If a line below contains "post", count it. Report the final total and nothing more.

* * * *

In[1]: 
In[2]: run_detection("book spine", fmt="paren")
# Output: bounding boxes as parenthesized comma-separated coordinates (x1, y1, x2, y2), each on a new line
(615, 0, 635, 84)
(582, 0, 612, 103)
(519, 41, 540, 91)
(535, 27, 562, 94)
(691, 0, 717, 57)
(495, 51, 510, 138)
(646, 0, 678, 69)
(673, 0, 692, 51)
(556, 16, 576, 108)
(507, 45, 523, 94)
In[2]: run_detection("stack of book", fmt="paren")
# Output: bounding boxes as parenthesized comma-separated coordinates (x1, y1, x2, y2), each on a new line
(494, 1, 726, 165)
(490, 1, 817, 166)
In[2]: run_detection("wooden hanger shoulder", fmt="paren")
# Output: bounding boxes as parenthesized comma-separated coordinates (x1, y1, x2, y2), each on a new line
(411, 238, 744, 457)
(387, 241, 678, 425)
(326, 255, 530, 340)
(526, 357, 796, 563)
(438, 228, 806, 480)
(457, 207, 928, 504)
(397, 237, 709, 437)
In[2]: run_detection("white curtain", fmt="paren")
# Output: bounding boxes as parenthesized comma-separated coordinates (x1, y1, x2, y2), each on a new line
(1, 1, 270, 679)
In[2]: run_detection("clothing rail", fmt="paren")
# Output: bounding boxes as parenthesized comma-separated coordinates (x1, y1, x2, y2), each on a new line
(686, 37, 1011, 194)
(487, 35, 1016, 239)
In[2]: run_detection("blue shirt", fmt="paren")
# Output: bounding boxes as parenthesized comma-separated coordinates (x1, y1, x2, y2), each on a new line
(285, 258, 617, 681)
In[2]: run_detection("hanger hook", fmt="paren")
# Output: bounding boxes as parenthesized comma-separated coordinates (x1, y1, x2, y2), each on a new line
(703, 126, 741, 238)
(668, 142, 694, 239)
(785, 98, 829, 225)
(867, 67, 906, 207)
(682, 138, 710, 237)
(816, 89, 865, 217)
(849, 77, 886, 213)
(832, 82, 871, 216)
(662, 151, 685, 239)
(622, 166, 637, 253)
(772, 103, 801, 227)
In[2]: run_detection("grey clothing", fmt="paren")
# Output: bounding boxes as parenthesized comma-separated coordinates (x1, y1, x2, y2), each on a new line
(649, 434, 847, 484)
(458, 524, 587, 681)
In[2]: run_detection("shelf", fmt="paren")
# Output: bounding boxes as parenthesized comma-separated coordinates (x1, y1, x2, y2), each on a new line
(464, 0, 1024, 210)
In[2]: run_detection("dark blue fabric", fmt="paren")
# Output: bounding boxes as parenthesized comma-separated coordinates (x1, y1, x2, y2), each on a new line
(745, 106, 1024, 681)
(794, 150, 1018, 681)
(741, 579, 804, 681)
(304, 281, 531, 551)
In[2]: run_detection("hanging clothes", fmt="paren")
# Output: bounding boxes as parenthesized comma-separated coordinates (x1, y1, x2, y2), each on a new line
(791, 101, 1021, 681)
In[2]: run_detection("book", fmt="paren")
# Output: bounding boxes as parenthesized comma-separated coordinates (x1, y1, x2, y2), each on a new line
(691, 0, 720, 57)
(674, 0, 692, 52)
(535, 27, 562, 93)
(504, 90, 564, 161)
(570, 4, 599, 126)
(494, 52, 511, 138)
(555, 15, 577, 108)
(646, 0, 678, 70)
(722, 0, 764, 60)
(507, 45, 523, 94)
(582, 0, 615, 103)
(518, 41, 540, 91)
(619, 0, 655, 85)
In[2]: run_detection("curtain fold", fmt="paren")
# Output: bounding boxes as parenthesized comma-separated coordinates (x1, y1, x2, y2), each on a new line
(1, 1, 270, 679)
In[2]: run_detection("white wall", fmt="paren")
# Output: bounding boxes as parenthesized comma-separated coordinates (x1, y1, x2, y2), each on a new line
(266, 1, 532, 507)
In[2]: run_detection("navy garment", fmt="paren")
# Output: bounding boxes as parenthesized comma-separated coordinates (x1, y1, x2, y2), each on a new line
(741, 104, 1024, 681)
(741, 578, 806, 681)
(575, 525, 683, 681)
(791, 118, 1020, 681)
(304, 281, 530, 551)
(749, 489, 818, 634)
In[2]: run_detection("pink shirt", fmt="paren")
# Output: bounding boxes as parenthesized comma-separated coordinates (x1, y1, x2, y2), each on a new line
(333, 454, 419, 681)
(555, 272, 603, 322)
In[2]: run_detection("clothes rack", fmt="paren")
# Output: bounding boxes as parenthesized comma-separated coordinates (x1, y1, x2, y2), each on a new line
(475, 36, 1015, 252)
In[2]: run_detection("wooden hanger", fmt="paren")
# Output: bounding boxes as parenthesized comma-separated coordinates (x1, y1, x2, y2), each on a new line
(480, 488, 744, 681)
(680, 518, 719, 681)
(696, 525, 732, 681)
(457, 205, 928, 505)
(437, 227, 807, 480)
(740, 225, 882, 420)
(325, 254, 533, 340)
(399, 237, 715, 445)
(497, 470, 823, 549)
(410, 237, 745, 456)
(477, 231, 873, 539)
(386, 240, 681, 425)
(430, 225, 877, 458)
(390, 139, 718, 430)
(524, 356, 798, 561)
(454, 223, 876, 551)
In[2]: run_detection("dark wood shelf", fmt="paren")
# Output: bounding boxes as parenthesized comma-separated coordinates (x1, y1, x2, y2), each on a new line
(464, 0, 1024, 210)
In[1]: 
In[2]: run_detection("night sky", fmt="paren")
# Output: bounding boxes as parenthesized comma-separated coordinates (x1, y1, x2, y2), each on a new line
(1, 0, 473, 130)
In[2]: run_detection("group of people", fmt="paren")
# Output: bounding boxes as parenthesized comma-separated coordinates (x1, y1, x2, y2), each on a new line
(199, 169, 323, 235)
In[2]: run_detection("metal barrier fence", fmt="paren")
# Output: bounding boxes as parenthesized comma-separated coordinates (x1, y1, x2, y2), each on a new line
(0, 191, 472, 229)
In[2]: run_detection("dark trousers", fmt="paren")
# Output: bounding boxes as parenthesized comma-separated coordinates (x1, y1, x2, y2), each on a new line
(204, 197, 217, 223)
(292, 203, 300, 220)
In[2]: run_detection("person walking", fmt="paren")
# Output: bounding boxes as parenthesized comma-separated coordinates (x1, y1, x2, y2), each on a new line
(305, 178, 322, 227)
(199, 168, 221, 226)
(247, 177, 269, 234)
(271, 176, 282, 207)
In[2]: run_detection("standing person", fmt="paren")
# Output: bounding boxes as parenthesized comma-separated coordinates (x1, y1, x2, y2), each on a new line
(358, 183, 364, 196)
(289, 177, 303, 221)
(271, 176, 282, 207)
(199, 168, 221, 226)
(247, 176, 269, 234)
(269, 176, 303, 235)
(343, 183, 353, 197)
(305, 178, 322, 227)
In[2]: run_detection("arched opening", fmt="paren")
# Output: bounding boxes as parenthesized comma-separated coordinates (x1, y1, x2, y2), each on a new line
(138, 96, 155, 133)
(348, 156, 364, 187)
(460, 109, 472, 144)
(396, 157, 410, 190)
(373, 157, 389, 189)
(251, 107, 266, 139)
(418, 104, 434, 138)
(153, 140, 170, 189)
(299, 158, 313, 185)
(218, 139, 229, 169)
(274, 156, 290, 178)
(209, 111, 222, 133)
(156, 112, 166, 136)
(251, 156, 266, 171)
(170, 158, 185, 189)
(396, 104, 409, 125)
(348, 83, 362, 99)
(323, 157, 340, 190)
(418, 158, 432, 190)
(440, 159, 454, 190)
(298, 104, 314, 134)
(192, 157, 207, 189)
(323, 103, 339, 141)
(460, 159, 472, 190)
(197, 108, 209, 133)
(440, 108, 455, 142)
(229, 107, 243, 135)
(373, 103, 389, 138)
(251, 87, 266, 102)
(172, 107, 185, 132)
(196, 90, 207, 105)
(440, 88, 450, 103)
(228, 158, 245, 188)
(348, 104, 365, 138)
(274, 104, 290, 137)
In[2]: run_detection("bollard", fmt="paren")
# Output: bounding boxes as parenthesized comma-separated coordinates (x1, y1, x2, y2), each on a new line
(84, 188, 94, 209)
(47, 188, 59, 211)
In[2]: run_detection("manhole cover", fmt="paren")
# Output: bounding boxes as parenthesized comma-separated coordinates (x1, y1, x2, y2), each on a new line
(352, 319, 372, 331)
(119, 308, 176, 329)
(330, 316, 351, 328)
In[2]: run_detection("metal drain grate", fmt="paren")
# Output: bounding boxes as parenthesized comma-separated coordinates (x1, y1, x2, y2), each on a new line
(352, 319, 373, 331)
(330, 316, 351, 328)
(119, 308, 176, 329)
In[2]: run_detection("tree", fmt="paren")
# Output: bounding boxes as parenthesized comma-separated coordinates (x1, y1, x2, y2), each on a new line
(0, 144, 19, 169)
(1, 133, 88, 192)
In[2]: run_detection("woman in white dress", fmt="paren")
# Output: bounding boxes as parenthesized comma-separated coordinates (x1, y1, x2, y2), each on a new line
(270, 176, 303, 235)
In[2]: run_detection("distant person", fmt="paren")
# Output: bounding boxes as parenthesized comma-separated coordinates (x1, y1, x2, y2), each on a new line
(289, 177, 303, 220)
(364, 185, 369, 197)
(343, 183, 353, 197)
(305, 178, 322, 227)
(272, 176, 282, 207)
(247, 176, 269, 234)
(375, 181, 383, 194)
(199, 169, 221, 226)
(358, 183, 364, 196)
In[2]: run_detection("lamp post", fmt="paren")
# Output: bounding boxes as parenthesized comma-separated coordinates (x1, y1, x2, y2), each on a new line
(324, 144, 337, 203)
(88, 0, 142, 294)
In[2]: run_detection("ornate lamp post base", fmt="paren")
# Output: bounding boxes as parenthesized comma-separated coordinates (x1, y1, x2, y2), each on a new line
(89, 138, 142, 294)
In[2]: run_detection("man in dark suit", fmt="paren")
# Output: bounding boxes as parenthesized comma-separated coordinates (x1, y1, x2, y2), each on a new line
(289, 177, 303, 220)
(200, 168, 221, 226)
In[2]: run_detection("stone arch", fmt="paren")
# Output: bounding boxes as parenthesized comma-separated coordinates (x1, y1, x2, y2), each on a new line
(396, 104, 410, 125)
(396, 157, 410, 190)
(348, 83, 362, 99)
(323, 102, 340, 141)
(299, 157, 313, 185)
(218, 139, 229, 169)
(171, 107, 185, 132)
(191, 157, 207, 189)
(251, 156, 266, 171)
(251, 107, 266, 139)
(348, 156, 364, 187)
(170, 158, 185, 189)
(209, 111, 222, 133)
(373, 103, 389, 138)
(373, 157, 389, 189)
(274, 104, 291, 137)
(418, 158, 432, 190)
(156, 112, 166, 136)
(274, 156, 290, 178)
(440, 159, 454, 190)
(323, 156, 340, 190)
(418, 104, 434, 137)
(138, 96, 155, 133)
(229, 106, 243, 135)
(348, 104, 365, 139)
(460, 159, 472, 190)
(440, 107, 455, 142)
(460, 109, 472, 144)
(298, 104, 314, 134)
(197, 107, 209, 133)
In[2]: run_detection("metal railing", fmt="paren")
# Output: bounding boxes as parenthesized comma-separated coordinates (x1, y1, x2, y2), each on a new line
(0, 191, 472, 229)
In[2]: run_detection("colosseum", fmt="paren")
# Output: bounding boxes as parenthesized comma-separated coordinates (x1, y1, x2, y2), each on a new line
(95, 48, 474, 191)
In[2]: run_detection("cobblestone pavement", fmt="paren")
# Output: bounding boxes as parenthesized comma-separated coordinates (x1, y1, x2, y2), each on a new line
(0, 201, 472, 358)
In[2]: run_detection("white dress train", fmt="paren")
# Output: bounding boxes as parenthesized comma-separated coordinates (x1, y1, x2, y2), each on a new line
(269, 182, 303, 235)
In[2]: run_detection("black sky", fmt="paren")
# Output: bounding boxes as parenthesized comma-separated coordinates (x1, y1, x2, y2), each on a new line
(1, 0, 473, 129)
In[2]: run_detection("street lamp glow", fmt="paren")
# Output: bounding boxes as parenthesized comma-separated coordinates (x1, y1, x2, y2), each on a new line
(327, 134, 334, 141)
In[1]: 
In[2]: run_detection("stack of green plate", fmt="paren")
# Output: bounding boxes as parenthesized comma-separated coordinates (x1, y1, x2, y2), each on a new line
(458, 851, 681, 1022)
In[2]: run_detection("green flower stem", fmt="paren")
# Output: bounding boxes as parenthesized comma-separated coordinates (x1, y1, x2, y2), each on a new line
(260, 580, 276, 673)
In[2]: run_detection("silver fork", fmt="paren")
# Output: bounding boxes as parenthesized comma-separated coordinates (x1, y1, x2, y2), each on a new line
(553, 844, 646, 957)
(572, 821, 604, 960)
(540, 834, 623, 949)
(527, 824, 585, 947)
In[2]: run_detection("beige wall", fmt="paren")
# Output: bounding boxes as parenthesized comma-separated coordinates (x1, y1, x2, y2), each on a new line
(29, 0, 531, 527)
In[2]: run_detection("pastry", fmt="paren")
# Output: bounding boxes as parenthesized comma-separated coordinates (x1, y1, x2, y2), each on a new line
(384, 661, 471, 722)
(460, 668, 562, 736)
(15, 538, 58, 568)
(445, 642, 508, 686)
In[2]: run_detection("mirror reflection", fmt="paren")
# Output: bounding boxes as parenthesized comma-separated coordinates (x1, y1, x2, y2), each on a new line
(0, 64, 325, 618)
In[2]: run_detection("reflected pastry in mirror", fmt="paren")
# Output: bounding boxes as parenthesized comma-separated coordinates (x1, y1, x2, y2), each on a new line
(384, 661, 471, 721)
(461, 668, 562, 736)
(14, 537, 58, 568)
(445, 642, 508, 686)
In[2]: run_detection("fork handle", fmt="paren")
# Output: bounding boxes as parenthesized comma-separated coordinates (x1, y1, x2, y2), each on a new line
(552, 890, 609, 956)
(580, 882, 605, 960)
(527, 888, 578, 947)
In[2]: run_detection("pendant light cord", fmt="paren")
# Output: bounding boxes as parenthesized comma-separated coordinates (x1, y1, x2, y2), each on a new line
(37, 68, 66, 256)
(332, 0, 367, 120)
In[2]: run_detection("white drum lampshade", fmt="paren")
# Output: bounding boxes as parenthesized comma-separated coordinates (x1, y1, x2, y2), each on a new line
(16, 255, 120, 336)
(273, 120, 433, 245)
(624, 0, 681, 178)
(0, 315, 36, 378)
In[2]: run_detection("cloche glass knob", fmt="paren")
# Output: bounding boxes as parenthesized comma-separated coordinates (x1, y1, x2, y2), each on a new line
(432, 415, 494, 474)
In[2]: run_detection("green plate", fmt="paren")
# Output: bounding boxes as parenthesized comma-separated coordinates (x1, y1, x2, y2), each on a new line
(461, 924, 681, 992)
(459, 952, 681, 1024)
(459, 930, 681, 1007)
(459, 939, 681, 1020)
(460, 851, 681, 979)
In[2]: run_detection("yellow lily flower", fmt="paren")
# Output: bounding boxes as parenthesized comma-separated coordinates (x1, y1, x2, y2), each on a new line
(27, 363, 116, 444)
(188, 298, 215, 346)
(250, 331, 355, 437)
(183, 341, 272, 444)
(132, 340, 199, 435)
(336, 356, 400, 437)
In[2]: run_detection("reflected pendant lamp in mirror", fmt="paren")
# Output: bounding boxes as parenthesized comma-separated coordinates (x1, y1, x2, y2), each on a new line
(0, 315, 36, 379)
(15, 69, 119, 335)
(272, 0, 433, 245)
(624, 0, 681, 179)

* * * *

WRITTEN SOLUTION
2